Existen más de un millón de parados sin prestaciones, número que va a aumentar por la prolongación de la crisis, y más de 800.000 familias sin ingresos. Por tanto, la mejora de la protección al desempleo es la principal política social que se debe reforzar. Más allá de su componente económico anticíclico que es el mantenimiento de la demanda de consumo, su justificación principal es “social”: garantizar un nivel de vida no muy inferior al anterior y evitar el deterioro social.
El segundo tipo de políticas públicas tiene que ver con el empleo, con el freno a su destrucción y el apoyo a su creación. En el plano inmediato la principal medida ha sido el “plan E” de inversión local, con la creación de empleo en el ámbito municipal. Hasta ahora, el impacto prometido –unos 300.000 nuevos puestos de trabajo para desempleados, sobre todo de la construcción– es escaso. En el mejor de los casos, todavía es poco relevante frente a los 4 o 4,5 millones de parados que, según diversos analistas, puede llegar a haber en el año próximo. No hay política pública para afrontar el desempleo convenientemente. La llamada “agilización” por parte del nuevo Gobierno de la obra pública pendiente también es de alcance limitado. No existe, por tanto, un plan consistente, a corto y medio plazo, para la reducción sustancial del paro. Esto supone estar dependiendo de otros factores ajenos, con la esperanza de su pronta aparición: la reactivación económica mundial, o el impulso, hasta ahora inexistente, del mundo empresarial; mientras, las organizaciones empresariales siguen empeñadas en descargar sus responsabilidades en la crisis y exigen mayor abaratamiento e indefensión de la mano de obra.
El tercer tipo de medidas se refiere a las nuevas políticas de regulación del sistema financiero y de estímulo económico, amparadas en las reuniones del G-20, ambas ambivalentes y, en Europa, de corto alcance. Apenas existen mejoras regulatorias. Queda por resolver el volumen de los activos “tóxicos”, cómo se reparte su desvalorización y se garantiza la estabilidad financiera. El problema que se está ventilando es qué grado de “nacionalización de pérdidas” pueden imponer los grupos de poder frente a la opinión e intereses de la mayoría de la sociedad –estadounidense y europea–, que no quiere asumir, con razón, los costes de la mala gestión y la ausencia de regulación del sistema financiero. Mientras, permanece el desempleo y no se vislumbra la reactivación económica.
Las nuevas brechas sociales
Por otro lado, se están perfilando nuevos colectivos vulnerables o en riesgo de exclusión social. Evidentemente, el principal es el segmento de población en paro. Se pueden distinguir cuatro sectores con características específicas. Primero, gran parte de inmigrantes, con carreras laborales cortas, sin derecho a prestaciones de desempleo significativas y con mayores dificultades de integración social y cultural. Existen los riesgos de llegar a la competitividad a la baja entre ellos y con sectores autóctonos por ocupaciones y servicios públicos escasos y del agravamiento de los conflictos interétnicos.

════════════════════

● Qué harás:
A. Responde estas preguntas con los datos del artículo sobre el desempleo:
(i) ¿Cuántos parados sin prestaciones hay, según el artículo?
(ii) ¿Cuál ha sido la principal medida inmediata en el plano del empleo?
(iii) ¿En qué reuniones se amparan las nuevas políticas de regulación del sistema financiero y de estímulo económico?
B. Reproduce el pasaje del artículo sobre el desempleo que empieza con "Existen más de" y sigue hasta "el deterioro social.".
C. Prosigue el artículo sobre el desempleo a partir de la última oración que se muestra.

[Elementos del conjunto de datos]

════════════════════

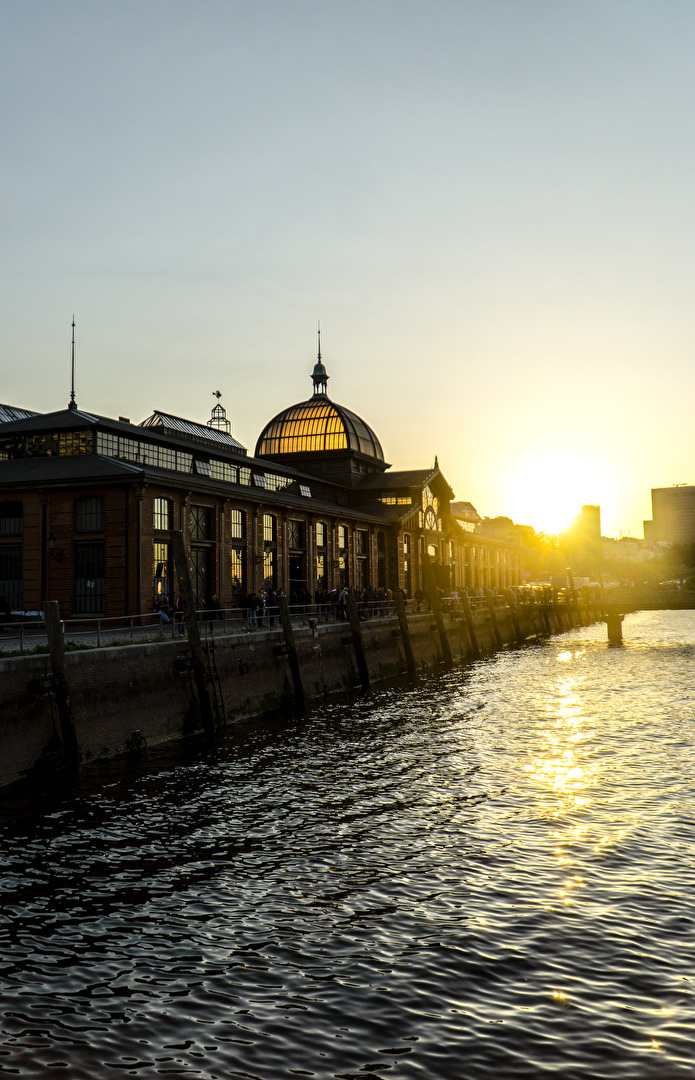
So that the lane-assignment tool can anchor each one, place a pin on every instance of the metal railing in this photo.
(25, 633)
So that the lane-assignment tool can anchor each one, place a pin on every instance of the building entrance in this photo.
(297, 578)
(201, 576)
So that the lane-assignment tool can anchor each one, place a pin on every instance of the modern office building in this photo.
(672, 515)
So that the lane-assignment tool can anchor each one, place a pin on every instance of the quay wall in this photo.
(150, 687)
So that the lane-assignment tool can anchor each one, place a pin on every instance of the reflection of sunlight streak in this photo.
(563, 771)
(560, 768)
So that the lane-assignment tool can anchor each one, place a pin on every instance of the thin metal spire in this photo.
(72, 404)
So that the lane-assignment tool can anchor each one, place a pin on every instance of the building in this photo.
(672, 515)
(87, 504)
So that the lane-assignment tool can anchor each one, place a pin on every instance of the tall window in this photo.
(237, 577)
(269, 569)
(162, 514)
(161, 571)
(296, 534)
(236, 524)
(89, 578)
(201, 523)
(342, 555)
(10, 518)
(381, 561)
(270, 528)
(89, 514)
(11, 576)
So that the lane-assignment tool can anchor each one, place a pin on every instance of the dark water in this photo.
(491, 875)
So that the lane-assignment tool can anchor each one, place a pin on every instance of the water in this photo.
(489, 875)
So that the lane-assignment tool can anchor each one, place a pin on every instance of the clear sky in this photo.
(488, 204)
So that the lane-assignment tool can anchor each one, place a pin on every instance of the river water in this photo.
(489, 874)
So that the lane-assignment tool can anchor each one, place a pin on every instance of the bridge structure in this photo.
(621, 602)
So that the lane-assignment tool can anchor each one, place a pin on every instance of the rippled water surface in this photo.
(490, 874)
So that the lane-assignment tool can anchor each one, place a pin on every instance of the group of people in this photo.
(261, 608)
(370, 602)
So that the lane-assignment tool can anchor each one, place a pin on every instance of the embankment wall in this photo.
(148, 687)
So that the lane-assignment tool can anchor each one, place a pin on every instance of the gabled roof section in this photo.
(60, 470)
(9, 413)
(64, 419)
(407, 478)
(166, 423)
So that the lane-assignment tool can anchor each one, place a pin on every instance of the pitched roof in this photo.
(12, 413)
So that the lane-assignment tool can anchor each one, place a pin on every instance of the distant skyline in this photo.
(488, 205)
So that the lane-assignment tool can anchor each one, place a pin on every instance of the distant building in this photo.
(87, 504)
(672, 515)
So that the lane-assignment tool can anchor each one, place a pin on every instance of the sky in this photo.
(488, 205)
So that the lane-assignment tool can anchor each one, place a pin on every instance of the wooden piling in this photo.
(493, 619)
(508, 595)
(405, 631)
(433, 593)
(358, 642)
(192, 631)
(58, 667)
(471, 626)
(614, 624)
(293, 656)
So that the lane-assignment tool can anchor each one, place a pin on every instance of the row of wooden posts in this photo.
(198, 666)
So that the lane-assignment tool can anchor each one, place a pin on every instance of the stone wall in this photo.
(150, 688)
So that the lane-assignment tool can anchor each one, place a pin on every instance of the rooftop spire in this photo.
(72, 404)
(318, 376)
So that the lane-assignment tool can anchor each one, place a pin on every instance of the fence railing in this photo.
(24, 632)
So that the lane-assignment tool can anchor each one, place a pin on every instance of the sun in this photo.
(547, 491)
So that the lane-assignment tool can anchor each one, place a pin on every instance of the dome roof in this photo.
(317, 426)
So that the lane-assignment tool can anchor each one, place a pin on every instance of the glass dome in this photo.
(317, 427)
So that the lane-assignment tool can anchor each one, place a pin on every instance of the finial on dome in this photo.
(318, 376)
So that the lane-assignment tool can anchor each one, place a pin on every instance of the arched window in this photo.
(10, 518)
(89, 514)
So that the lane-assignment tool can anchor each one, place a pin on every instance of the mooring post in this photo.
(358, 642)
(293, 656)
(58, 667)
(614, 624)
(493, 618)
(508, 595)
(192, 630)
(433, 593)
(405, 631)
(471, 626)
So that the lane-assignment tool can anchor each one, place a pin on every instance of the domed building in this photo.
(89, 503)
(323, 437)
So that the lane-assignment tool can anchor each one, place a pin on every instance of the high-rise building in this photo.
(672, 514)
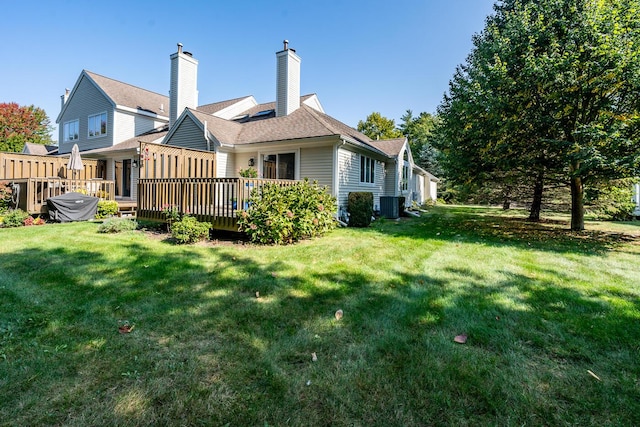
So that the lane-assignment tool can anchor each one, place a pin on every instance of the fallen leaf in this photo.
(460, 339)
(593, 375)
(125, 329)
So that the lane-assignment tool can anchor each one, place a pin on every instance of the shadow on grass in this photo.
(207, 350)
(484, 225)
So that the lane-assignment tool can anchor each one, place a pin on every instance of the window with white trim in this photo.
(405, 172)
(367, 170)
(98, 125)
(71, 130)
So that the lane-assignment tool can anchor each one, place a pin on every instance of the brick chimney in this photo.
(287, 81)
(184, 84)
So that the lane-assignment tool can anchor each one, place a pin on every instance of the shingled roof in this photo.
(305, 122)
(391, 147)
(131, 96)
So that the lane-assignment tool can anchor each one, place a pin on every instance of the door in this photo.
(123, 178)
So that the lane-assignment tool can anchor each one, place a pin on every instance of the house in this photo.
(636, 198)
(291, 138)
(39, 149)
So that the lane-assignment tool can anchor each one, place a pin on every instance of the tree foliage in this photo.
(419, 131)
(21, 124)
(377, 127)
(551, 88)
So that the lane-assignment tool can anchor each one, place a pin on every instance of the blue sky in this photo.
(357, 56)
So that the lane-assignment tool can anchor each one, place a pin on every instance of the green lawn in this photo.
(552, 319)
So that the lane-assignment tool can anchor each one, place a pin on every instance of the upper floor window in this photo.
(71, 130)
(405, 171)
(98, 125)
(367, 169)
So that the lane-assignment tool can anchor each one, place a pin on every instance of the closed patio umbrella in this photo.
(75, 161)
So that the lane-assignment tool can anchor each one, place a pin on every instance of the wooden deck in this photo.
(214, 200)
(32, 193)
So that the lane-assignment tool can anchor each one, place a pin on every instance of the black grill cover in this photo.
(72, 207)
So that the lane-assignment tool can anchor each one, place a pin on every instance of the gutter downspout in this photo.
(206, 136)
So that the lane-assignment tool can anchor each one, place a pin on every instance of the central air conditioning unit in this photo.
(389, 207)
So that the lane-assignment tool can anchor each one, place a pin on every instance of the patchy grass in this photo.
(546, 311)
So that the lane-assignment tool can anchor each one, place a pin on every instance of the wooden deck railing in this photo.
(214, 200)
(33, 192)
(21, 166)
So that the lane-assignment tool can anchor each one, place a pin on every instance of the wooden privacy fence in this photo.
(17, 166)
(166, 161)
(32, 193)
(213, 200)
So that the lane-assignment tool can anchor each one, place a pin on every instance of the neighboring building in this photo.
(291, 138)
(39, 149)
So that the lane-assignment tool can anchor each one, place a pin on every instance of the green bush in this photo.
(360, 209)
(6, 192)
(278, 215)
(189, 230)
(14, 218)
(107, 208)
(117, 225)
(611, 201)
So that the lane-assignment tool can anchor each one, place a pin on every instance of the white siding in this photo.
(349, 178)
(127, 125)
(317, 165)
(86, 100)
(188, 135)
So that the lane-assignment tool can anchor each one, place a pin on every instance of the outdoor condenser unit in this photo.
(389, 207)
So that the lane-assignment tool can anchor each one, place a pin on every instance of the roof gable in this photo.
(121, 94)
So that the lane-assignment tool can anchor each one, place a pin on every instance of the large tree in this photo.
(376, 126)
(551, 88)
(20, 124)
(419, 132)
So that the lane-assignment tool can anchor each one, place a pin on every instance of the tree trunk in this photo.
(536, 204)
(577, 204)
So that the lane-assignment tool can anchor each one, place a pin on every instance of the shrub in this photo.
(360, 208)
(189, 230)
(14, 218)
(172, 214)
(6, 192)
(117, 225)
(278, 214)
(248, 173)
(107, 208)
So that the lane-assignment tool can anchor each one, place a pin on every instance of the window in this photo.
(98, 125)
(279, 166)
(367, 169)
(71, 130)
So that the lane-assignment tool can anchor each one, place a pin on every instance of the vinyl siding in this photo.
(188, 135)
(317, 165)
(225, 164)
(242, 162)
(349, 178)
(391, 180)
(86, 100)
(127, 125)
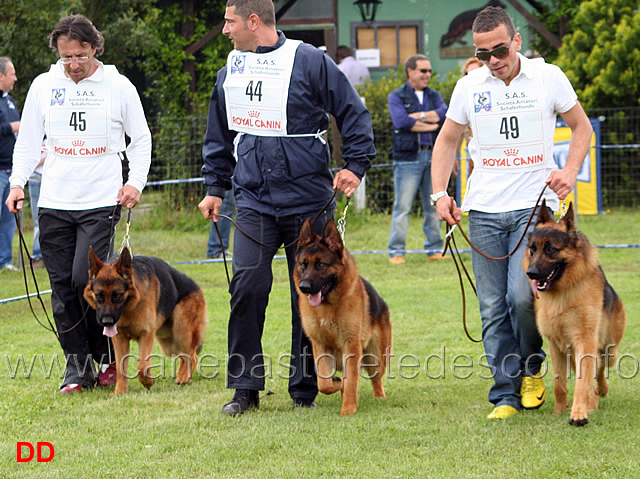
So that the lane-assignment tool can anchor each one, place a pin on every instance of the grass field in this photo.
(432, 423)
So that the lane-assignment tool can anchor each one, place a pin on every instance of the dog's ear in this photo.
(569, 219)
(307, 235)
(123, 266)
(331, 237)
(94, 264)
(543, 215)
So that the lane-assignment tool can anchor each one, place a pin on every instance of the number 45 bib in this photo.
(256, 90)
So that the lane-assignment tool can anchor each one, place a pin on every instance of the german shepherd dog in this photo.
(577, 310)
(141, 298)
(344, 317)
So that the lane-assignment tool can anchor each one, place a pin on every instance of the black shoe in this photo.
(305, 403)
(243, 400)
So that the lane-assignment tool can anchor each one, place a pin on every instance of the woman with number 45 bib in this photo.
(84, 108)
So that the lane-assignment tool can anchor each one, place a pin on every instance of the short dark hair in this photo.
(77, 27)
(343, 52)
(263, 8)
(412, 62)
(4, 61)
(491, 18)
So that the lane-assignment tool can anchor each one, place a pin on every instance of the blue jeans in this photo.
(228, 208)
(7, 221)
(512, 344)
(408, 178)
(35, 181)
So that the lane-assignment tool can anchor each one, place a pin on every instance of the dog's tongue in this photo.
(534, 288)
(315, 299)
(110, 331)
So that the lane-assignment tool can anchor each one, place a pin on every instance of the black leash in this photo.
(23, 248)
(451, 239)
(224, 257)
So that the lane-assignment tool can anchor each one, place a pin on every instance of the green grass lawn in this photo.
(432, 423)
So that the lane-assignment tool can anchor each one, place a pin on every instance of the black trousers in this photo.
(65, 237)
(250, 288)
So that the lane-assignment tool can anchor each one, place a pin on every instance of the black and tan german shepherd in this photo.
(577, 310)
(344, 317)
(141, 298)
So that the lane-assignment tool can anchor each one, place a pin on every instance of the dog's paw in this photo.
(348, 411)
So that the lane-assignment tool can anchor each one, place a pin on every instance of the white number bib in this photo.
(79, 120)
(256, 90)
(508, 128)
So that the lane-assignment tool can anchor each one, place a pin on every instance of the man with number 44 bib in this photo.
(84, 108)
(511, 104)
(265, 133)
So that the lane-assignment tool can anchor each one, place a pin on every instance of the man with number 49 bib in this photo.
(268, 115)
(511, 104)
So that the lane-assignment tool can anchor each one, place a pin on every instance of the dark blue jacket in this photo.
(284, 176)
(403, 101)
(8, 113)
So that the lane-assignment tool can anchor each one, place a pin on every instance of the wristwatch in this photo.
(435, 197)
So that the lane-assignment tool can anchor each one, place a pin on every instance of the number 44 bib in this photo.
(256, 90)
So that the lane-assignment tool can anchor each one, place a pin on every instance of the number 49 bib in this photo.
(256, 90)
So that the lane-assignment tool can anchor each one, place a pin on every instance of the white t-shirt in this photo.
(513, 129)
(85, 126)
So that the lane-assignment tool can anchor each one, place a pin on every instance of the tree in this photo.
(601, 56)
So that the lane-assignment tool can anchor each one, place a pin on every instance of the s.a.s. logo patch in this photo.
(482, 101)
(238, 63)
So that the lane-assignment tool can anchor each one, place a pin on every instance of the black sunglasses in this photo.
(500, 53)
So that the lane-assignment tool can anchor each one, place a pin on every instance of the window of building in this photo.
(396, 40)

════════════════════

● Resultados:
A.
(i) Más de un millón.
(ii) El "plan E" de inversión local.
(iii) En las reuniones del G-20.

B.
Existen más de un millón de parados sin prestaciones, número que va a aumentar por la prolongación de la crisis, y más de 800.000 familias sin ingresos. Por tanto, la mejora de la protección al desempleo es la principal política social que se debe reforzar. Más allá de su componente económico anticíclico que es el mantenimiento de la demanda de consumo, su justificación principal es “social”: garantizar un nivel de vida no muy inferior al anterior y evitar el deterioro social.

C.
Segundo, los jóvenes autóctonos de capas populares, con cierta cobertura familiar y de integración cultural, pero con dificultad añadida para su inserción laboral estable y su emancipación.
Tercero, una parte de mujeres. Aunque no ha habido un sesgo especialmente desfavorable en el incremento del desempleo femenino, éste se acumula a las tradicionales discriminaciones laborales y de empleo de las mujeres, y sus efectos son más gravosos para ellas.
Por último, las personas en paro mayores de 50 años, con especiales dificultades para el acceso a nuevos empleos, que quedan abocadas, en el mejor de los casos, a un subsidio de desempleo muy insuficiente, con fuerte disminución de su nivel de vida, salvo cuando a través de regulaciones colectivas de empleo y la acción sindical en las empresas se consiguen condiciones más favorables.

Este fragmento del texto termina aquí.